[Text to read]:
I shall illustrate why I believe the issue is not as simple as the noble Baroness has indicated. About 10 years ago a company called British and Commonwealth Holdings was in the FTSE 100 companies index. The company got into trouble over an investment it made in a company called Atlantic Computers. The banks that were involved called in Ernst and Young, a well-known firm of auditors, as the investigating accountants to produce a report to assess whether after the debacle with Atlantic Computers, British and Commonwealth Holdings was still a viable operation. Ernst and Young advised the board of the company and the consortium of banks that were involved that the company was a viable operation and that the banks should not foreclose the company. The banks chose to ignore that advice, foreclosed the company and appointed Ernst and Young as the administrators of this large company which employed hundreds of people in the United Kingdom.

As many of your Lordships will have read in the press, 10 years later the creditors have just about been paid the money that they had lost following the settlement of litigation involving various financial institutions. Had the advice of the investigating accountants been followed by the banks—I take into account the massive fees paid to the professional advisers—the company could have been kept alive. It was the banks who chose to foreclose that company rather than the investigating accountants.

I have related that anecdote to illustrate that the solution is more complicated than merely adopting the recommendations of the noble Baroness. A number of noble Lords have made the point that this matter is not just about receivership. We have in our legislative process a panoply of remedies that a creditor can choose. A creditor can choose receivership. Assuming that he has the appropriate charge over a company's assets, a creditor can choose liquidation. He can also choose administration or a voluntary arrangement if the company concerned can organise it.

I entirely agree with the noble Baroness that the system is not working adequately to keep companies alive which ought to be kept alive. They are being sent under in whatever form that may take when they are still viable businesses. There is a number of reasons for that. I believe the noble Lord, Lord Evans of Watford, mentioned administration. That was designed to be the equivalent of Chapter 11 bankruptcy legislation in the United States. I think everyone in your Lordships' House would agree that administration has not worked in this country in the way that Chapter 11 legislation has worked in the United States. Large numbers of household-name companies that are still trading and still have viable businesses have been subjected to Chapter 11 procedure in the United States and creditors have been kept at bay to buy time to enable those businesses to continue. That has rarely happened in the United Kingdom. In the United Kingdom most administrations terminate in liquidation. In my view the purpose behind the legislation is not being fulfilled.

I entirely agree with the noble Baroness's implicit attack on the accountancy profession in the following area; namely, that administration has been put in the liquidation-receivership departments of the major firms of accountants. Therefore the kind of people who are appointed as administrators are exactly the same kind of people who otherwise would have been appointed as liquidators and receivers. Therefore instead of "company doctor types" trying to save a company, one ends up with the same accountant who would otherwise have been the liquidator and the receiver.

[Information given]:
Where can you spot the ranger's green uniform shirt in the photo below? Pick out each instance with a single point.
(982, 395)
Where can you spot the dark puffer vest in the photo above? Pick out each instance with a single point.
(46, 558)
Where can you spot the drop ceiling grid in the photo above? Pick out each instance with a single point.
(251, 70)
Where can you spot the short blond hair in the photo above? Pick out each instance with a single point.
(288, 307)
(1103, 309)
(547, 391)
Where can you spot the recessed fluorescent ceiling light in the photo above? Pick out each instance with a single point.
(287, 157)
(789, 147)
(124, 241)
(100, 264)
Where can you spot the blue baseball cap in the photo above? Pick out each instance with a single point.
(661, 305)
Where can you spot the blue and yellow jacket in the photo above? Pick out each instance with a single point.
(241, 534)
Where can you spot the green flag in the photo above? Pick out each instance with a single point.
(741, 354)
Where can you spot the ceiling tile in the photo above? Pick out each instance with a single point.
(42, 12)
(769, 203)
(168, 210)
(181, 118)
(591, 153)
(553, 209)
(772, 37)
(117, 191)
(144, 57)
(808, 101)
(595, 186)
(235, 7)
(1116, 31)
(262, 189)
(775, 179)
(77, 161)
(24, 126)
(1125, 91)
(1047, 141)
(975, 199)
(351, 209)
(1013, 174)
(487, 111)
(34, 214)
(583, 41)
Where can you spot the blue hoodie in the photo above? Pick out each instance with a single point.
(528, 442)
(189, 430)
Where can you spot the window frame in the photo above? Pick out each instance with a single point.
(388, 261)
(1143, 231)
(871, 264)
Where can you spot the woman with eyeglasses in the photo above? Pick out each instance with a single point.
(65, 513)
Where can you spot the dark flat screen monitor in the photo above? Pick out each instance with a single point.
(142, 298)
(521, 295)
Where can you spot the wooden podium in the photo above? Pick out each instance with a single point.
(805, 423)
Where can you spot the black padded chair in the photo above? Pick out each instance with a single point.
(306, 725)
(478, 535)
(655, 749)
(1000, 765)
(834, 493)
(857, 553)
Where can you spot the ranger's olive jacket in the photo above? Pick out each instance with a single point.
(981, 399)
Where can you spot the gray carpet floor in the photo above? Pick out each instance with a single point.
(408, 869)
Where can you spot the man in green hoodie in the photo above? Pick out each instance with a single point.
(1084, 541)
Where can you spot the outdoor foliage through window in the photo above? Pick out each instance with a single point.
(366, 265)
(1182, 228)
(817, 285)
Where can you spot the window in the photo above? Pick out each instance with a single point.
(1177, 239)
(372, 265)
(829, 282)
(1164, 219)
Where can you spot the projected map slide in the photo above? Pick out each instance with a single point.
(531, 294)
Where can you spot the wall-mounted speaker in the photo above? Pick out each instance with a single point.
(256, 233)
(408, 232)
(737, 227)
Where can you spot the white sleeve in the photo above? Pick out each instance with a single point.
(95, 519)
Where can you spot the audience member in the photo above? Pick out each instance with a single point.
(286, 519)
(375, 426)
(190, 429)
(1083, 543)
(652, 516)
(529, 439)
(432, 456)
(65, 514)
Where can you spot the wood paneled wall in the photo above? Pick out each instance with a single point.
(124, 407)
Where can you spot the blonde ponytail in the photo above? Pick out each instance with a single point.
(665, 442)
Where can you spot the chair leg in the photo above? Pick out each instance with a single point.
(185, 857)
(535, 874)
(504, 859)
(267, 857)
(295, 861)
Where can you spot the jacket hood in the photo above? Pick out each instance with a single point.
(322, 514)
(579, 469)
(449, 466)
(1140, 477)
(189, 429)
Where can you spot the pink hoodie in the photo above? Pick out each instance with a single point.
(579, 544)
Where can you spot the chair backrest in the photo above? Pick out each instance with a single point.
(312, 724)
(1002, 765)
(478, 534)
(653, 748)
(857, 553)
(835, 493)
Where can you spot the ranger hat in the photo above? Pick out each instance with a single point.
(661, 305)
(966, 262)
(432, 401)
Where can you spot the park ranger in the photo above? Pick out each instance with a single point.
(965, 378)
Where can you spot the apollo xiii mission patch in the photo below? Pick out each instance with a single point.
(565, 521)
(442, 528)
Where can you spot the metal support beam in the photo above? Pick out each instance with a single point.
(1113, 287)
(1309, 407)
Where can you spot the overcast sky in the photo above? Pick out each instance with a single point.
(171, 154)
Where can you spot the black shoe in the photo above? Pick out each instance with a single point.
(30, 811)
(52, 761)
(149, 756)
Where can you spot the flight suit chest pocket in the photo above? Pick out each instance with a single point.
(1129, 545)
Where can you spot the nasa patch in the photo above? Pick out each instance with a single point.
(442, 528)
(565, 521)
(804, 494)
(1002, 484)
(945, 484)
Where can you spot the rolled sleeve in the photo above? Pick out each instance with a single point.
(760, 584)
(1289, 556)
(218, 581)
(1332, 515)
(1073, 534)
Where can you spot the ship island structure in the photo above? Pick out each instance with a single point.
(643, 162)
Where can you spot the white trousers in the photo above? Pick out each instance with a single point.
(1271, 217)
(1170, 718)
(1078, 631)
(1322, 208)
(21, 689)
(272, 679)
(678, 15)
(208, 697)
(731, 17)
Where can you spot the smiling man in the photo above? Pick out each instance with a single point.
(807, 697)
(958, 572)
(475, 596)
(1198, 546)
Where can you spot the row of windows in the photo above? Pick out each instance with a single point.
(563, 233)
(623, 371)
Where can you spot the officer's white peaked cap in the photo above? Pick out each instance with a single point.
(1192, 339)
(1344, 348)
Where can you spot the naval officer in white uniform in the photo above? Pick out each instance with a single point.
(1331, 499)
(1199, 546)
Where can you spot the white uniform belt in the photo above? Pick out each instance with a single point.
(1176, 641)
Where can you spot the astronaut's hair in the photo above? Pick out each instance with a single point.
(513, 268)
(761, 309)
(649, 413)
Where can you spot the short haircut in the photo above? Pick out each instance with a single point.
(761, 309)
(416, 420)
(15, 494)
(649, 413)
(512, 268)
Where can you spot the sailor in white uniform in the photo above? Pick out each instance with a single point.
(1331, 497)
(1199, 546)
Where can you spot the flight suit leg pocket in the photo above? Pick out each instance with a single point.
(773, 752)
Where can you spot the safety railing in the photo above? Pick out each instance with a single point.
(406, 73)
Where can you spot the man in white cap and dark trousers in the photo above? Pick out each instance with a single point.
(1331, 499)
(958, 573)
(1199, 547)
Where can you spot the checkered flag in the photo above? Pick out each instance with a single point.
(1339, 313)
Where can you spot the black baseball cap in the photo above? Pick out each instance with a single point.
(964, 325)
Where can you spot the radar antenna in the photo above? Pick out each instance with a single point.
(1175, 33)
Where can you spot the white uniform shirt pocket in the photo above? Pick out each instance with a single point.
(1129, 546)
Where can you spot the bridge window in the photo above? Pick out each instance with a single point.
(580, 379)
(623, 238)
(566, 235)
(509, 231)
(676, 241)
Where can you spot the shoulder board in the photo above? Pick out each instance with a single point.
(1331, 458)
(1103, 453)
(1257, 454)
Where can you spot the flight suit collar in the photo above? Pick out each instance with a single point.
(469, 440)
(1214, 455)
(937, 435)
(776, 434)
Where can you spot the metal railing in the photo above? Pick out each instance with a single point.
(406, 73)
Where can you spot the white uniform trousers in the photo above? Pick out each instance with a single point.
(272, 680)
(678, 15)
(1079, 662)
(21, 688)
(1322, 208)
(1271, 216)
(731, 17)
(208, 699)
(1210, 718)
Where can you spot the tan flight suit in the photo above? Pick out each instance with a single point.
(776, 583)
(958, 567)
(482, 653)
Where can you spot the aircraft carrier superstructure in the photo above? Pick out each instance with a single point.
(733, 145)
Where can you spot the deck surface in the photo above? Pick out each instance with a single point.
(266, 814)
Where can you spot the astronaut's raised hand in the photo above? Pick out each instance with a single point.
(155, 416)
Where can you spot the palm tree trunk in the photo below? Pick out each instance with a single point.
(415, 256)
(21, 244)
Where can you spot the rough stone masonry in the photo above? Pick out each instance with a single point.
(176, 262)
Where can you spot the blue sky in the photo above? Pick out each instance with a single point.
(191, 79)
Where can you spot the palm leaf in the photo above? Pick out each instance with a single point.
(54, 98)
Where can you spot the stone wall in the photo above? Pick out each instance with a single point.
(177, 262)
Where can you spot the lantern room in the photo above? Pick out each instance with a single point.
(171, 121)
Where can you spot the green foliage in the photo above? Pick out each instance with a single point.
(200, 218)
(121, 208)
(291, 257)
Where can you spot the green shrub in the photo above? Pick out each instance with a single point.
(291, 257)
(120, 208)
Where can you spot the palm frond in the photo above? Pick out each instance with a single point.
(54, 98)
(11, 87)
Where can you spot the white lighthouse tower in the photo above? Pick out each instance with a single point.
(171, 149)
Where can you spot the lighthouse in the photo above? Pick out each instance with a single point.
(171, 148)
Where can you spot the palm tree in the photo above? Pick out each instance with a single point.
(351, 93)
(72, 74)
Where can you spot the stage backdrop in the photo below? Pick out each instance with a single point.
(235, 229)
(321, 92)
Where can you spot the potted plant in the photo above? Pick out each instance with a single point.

[Task list]:
1) In the speech on company insolvency, why does the speaker say that administrators end up being the same kind of people as liquidators and receivers?
2) List every remedy that the speech on company insolvency says a creditor can choose.

[Results in order]:
1) Administration has been placed in the liquidation-receivership departments of the major accountancy firms. As a result, the people appointed as administrators are the same kind who would otherwise have been appointed as liquidators and receivers, rather than "company doctor types" trying to save a company.

2)
- Receivership
- Liquidation
- Administration
- A voluntary arrangement